Provided data
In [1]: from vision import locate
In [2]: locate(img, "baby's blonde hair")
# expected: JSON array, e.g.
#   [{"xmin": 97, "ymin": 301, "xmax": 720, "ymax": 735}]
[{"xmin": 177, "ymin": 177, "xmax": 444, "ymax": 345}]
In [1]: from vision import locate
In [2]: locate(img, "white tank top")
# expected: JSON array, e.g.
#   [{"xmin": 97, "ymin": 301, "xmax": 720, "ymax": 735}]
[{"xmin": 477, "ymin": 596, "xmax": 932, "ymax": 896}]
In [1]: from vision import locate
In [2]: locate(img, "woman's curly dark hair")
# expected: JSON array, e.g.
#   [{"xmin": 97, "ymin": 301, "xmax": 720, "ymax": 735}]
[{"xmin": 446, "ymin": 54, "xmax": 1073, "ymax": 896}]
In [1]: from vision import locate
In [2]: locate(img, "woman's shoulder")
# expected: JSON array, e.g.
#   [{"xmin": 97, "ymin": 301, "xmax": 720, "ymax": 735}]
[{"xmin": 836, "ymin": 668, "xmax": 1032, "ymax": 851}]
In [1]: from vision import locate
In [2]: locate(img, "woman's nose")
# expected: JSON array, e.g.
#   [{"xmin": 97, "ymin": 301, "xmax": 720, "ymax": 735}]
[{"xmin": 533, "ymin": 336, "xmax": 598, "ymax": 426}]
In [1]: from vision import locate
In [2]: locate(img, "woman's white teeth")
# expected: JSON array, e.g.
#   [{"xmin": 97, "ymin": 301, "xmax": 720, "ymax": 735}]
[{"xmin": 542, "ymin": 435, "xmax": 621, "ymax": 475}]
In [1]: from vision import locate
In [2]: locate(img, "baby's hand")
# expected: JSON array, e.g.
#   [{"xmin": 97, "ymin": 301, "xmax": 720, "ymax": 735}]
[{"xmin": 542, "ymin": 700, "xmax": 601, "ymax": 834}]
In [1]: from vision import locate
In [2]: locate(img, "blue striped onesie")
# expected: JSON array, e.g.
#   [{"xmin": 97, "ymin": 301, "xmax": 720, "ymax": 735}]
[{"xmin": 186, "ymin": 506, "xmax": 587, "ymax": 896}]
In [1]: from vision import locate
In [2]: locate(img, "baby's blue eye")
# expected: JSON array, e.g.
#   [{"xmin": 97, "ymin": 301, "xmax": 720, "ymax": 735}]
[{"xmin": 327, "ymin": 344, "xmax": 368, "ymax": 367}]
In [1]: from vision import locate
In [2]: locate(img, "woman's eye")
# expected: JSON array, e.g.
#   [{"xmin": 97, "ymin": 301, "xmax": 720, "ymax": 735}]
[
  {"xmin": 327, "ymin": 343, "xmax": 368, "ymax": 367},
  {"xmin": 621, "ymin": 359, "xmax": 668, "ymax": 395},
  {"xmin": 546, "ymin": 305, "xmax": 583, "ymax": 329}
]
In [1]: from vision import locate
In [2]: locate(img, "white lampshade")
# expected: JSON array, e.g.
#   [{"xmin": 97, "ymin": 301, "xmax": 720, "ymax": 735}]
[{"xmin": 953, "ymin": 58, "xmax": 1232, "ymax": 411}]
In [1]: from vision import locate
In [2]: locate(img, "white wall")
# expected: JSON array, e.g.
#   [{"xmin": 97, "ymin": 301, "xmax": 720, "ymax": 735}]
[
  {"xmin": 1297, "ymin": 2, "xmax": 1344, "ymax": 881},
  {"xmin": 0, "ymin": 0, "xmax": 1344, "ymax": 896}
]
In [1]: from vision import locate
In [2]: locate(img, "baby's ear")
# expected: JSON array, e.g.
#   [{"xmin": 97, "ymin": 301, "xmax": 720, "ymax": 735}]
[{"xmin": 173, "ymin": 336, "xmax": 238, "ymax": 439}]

==

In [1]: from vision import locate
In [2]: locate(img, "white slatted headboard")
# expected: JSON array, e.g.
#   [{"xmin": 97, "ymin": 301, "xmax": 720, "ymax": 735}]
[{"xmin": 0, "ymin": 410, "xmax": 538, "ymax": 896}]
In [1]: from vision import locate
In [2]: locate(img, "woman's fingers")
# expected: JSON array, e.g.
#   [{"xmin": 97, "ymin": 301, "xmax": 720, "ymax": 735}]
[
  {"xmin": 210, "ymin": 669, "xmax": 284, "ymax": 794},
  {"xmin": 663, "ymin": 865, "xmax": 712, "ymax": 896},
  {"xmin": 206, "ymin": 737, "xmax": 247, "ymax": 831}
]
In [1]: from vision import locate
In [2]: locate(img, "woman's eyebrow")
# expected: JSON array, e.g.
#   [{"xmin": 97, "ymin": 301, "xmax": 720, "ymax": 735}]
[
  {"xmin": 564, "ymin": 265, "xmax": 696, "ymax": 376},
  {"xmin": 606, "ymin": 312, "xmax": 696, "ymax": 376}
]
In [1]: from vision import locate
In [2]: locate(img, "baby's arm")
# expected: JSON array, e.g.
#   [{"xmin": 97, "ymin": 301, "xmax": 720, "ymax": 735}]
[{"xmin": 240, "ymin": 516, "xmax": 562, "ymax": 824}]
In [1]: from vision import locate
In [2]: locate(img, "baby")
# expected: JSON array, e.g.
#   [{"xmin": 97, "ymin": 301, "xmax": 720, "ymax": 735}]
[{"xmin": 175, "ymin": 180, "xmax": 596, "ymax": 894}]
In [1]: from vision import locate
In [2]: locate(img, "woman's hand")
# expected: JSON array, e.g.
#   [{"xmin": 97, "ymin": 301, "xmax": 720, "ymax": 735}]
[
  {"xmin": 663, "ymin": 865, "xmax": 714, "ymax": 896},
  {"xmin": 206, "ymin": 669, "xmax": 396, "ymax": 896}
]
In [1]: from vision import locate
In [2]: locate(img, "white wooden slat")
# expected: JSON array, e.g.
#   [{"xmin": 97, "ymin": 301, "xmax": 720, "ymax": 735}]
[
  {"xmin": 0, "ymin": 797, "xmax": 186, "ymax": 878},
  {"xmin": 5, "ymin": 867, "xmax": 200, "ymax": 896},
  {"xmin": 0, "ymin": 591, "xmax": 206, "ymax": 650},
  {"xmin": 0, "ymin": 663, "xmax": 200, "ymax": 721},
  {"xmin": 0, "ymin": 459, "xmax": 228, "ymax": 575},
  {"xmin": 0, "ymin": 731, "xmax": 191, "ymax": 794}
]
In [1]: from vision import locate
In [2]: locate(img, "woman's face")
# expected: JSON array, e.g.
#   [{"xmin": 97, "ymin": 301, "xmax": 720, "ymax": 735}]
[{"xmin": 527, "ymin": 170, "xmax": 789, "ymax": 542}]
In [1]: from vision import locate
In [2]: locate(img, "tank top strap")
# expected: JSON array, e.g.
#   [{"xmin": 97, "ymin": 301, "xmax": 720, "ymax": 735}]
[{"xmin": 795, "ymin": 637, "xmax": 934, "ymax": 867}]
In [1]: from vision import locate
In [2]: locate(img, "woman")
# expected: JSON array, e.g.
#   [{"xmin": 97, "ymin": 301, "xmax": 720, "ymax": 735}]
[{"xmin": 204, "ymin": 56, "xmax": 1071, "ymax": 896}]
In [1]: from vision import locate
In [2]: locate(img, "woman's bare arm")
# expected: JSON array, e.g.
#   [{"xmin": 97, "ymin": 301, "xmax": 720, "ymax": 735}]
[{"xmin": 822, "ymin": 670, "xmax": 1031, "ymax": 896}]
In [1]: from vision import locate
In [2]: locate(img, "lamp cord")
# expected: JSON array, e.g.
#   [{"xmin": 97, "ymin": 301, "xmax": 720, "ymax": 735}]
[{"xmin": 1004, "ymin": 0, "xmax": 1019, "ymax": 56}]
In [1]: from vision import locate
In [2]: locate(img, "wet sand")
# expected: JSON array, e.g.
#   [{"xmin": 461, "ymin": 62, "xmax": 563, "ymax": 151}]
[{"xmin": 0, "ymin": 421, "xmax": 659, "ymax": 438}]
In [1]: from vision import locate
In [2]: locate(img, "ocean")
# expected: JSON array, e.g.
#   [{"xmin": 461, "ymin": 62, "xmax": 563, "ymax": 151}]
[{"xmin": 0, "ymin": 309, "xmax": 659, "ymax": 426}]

Required work
Find every line in the records above that contains the word "tank", and copy each such line. Case counts.

Solution to this task
In [2]: locate(img, "white tank top")
In [2]: locate(img, "tank top strap")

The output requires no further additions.